To combat potential negative financial and emotional effects of price changes on the sales team, the team needs to re-evaluate their sell stories to be more in-tune with the new price changes. If possible, the team needs to double-down on the value they are providing to justify the price increase. If the perceived value of the offering is actually

increasing, then their jobs become easier. If there is no improvement in perceived value, then the transition may require additional training and resources from management. Perhaps management can provide them with a playbook on customer pushbacks in order to best equip and prepare them to proactively handle price changes reactions prior to the change happening.






The Customer Service Team


Now that we know how to deal with the sales team during a price change, we can focus on the other key internal stakeholder: the customer service team. The main impact of pricing changes to the customer service team is their intensified workload. This is because customers typically approach the customer service team when searching for explanations about price changes. When a price hike occurs, the customer service team should prepare themselves for an influx of customer complaints or negative feedback coming their way. This could overwhelm the team and impact their work environment, which subsequently affects their overall morale. This is why it is crucial for management to prepare this team prior to the price change. The best way to approach this is by ensuring the education of the customer service team on the reasoning behind the pricing changes and how the change affects any internal backend systems. Once they are educated on the changes, they should be trained to convey them to the customer in an empathetic and effective way, perhaps through a playbook management provides them.




Customer Loyalty


After handling the internal parties involved in price changes, we can move on to the central external group involved in the changes: the customers. A shift in pricing inherently calls customers to re-assess the value of the offering they are receiving. If the price increase is minimal, or the perceived value of the offering is increased alongside the price hike, then brand loyalty may be enoughto keep the customers around. Brand loyalty is a useful defense against negative price change reactions, but it has its limits. Loyal customers may initially convey their understanding towards the price altercations, but after continued increases, or a substantial increase, even these loyal customers may start reconsidering their options.
------------------------
Extend the passage on price changes past its final sentence. The lines that come next have no connection to the passage on price changes.

### DATA RECORDS
------------------------
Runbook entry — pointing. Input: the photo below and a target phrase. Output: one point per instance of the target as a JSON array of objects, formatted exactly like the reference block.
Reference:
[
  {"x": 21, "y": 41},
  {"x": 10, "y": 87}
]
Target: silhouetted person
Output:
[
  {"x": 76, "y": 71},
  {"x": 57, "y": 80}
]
------------------------
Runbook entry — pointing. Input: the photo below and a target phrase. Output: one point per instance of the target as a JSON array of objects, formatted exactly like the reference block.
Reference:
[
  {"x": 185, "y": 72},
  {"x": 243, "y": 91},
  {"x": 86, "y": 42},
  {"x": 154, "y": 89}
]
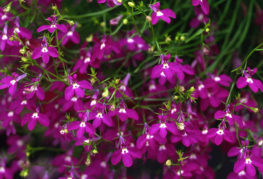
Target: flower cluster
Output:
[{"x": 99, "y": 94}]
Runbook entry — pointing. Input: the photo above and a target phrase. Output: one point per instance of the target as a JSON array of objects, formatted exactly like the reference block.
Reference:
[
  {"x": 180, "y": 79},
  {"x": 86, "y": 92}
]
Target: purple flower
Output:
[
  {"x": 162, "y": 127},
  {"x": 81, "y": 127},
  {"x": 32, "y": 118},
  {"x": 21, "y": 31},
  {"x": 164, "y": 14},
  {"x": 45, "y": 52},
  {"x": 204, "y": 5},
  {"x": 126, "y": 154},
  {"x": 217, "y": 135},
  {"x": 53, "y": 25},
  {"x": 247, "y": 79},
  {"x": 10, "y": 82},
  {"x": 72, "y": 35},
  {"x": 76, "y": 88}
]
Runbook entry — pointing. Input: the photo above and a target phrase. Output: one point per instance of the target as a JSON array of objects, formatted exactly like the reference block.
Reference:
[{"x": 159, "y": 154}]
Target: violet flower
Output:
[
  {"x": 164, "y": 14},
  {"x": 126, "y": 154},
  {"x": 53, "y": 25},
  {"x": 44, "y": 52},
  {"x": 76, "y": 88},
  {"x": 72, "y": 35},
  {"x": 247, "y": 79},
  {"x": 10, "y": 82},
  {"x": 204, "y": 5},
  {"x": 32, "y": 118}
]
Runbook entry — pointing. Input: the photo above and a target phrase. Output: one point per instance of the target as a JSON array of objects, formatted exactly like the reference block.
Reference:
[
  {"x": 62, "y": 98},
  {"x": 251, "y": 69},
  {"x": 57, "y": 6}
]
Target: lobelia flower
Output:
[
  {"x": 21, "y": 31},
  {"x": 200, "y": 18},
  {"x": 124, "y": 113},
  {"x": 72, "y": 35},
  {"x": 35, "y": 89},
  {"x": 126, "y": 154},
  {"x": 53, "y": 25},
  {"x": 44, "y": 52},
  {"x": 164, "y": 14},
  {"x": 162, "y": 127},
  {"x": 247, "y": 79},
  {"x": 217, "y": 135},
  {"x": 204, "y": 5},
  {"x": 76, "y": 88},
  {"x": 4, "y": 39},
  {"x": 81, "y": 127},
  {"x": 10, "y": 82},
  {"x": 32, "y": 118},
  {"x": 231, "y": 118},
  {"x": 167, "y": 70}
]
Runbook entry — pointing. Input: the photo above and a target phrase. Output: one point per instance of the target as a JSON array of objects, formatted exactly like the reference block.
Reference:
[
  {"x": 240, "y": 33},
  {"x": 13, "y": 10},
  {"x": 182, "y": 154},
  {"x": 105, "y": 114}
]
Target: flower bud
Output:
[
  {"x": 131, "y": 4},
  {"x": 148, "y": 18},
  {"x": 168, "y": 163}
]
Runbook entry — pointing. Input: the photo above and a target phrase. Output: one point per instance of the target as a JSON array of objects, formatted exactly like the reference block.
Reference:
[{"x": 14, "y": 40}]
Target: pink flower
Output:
------------------------
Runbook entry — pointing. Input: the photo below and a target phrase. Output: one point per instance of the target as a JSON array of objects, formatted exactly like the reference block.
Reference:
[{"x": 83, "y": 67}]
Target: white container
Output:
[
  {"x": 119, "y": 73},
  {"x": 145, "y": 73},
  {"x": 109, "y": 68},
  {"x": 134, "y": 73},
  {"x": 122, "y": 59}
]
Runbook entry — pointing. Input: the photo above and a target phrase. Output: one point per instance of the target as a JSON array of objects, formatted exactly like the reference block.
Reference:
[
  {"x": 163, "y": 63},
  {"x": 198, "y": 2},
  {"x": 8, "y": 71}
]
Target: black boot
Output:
------------------------
### RESPONSE TO THE TASK
Customer Variations


Aside from testing their loyalty, the direct financial implications price changes have on customers varies by customer. Customers on tighter budgets can find themselves disproportionately affected by price increases. They may be forced to halt the use of the offering, or at least reduce their consumption of the offering, while more financially free customers may come out unscathed. Whenever possible, if customer retention is the goal, all customer types should be kept in mind when implementing a price change to preserve the broadest group of them. If it's not feasible to cater to the needs of budget-conscious customers, then the persuasive/communication strategies and techniques that management has trained the sales and customer service teams with become crucial in convincing these customers to remain loyal.


Customer Reactions


Now having dealt with their reactions, we can discuss the customer’s main expectations when pricing changes occur: clear and honest communication. They seek to understand the reasons why the price hikes occurred in the first place, and what they can look forward to in terms of a perceived value increase. This is why internal training of your sales and customer service team with a response playbook is so crucial, so that customers can avoid any dissatisfaction on the communication side of things. Structured responses on the internal side of things can really help foster customer understanding.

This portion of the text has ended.